WHAT TO WORK ON: Nothing should differ between your answer and the records.

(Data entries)
▶

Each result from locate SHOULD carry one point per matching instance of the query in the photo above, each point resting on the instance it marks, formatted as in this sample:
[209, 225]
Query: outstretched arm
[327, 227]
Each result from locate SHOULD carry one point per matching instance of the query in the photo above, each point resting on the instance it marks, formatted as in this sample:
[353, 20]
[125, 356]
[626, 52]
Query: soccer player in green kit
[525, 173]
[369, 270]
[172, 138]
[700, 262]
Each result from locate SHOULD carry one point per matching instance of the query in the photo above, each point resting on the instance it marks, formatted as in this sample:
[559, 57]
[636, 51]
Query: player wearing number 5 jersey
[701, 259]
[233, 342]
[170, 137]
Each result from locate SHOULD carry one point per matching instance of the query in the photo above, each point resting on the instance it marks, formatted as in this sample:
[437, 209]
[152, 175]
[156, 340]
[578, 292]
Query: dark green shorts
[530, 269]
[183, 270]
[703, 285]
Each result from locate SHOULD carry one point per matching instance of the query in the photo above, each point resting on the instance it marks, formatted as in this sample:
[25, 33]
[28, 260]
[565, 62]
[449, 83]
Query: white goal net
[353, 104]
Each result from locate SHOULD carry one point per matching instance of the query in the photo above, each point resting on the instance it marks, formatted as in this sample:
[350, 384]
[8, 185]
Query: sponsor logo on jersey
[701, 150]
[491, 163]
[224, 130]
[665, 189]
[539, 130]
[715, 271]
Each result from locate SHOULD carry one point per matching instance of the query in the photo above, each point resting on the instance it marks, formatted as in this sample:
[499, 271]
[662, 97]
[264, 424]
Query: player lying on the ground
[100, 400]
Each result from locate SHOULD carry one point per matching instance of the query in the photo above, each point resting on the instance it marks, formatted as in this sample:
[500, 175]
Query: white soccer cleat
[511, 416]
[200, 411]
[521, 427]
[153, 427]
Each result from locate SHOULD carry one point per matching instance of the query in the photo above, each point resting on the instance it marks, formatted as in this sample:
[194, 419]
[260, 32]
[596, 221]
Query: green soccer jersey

◀

YOUR SOLUTION:
Each result from locate SHOULD carry one point per matching instance of the query in the photo above, each point resting on the instance it marks, formatted as in this sample:
[209, 225]
Query: outstretched arm
[327, 227]
Each result from locate SHOULD carry one point per matching instance of the query in the photo above, each point resting on the instance it marks, formatted as in this sample:
[353, 20]
[125, 356]
[626, 52]
Query: soccer player in green kit
[525, 173]
[369, 270]
[172, 138]
[700, 262]
Each result from locate SHOULD carry one point per matching instance of the query in the photo above, each point resting on the instance it marks, formatted as in this sample:
[559, 57]
[636, 51]
Query: player wearing number 5 jersey
[701, 259]
[233, 342]
[170, 137]
Each result from locate SHOULD carry one point per matching instance of the query in the photo above, each point resting on the instance it marks, formatted as in this sample:
[437, 209]
[152, 175]
[156, 340]
[578, 292]
Query: dark green shorts
[530, 269]
[183, 270]
[703, 285]
Each result from locate SHOULD carry one point per matching instance of the query in the photo above, each point resting on the instance it marks, formatted as in this sample:
[25, 33]
[28, 260]
[565, 62]
[449, 83]
Query: white goal net
[353, 104]
Each result from locate SHOULD carry one point per matching instance of the query in the photo above, each point resting on the instance it marks, formatted as in this sample:
[350, 384]
[8, 185]
Query: sponsor logo on jersey
[701, 150]
[491, 163]
[224, 130]
[665, 189]
[539, 130]
[715, 271]
Each result from locate SHOULD carry one point per matching instance of the query in the photo above, each point resting on the instance it marks, formatted as in this sample:
[499, 271]
[662, 97]
[264, 424]
Query: player lying on the ground
[100, 400]
Each result from locate SHOULD carry one point per matching instance of the query in the photo above, each point resting on the instance it marks, formatted as in this sample:
[500, 175]
Query: white soccer cleat
[511, 416]
[200, 411]
[521, 427]
[153, 427]
Each result from locate SHOULD carry one point per matching instance of the query in the photo above, each point resting on the instance it marks, formatted as in this sample:
[194, 419]
[260, 32]
[596, 221]
Query: green soccer jersey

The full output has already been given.